• _What the task requires_:
Below is some data. Retype exactly the lines starting at the one with "job | pin one point per instance of the woman's left" and ending at the one with "job | pin one point per instance of the bare".

• _Records to use_:
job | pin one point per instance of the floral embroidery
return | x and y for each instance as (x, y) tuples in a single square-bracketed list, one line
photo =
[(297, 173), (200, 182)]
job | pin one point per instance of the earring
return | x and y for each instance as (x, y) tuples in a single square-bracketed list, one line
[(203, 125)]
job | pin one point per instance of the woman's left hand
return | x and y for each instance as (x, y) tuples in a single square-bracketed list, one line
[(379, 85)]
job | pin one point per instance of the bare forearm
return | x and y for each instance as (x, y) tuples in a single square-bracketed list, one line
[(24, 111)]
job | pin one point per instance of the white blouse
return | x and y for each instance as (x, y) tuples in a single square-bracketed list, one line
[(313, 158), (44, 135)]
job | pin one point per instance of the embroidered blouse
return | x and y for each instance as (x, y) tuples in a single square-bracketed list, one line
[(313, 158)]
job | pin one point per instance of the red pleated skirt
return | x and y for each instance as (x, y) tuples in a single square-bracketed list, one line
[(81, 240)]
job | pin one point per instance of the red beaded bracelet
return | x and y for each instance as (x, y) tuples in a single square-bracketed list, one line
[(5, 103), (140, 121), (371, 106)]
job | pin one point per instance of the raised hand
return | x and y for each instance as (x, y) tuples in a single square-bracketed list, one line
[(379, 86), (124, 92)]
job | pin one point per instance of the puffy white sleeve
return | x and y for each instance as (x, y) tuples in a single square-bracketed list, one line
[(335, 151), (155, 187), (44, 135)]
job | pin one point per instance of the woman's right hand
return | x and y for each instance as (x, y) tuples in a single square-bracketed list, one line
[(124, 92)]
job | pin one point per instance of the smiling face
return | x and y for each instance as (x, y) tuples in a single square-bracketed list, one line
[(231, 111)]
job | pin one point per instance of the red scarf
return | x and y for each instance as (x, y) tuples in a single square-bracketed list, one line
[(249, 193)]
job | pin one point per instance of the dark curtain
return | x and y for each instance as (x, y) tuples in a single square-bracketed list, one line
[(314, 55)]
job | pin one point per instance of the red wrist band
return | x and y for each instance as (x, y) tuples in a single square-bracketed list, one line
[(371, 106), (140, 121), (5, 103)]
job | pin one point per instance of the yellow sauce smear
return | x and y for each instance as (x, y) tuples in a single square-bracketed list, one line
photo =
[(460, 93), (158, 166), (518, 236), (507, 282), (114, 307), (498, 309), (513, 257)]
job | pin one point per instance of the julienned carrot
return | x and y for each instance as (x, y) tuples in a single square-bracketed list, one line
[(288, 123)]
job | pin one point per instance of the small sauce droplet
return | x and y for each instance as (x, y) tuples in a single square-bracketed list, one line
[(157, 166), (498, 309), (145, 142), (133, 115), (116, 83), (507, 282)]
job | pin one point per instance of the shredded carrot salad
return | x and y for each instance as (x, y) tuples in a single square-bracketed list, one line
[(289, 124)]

• _Task output_:
job | pin one point per instance of the woman's left hand
return | x and y for each instance as (x, y) tuples in a single square-bracketed list, one line
[(379, 85)]
job | pin one point per instance of the bare forearm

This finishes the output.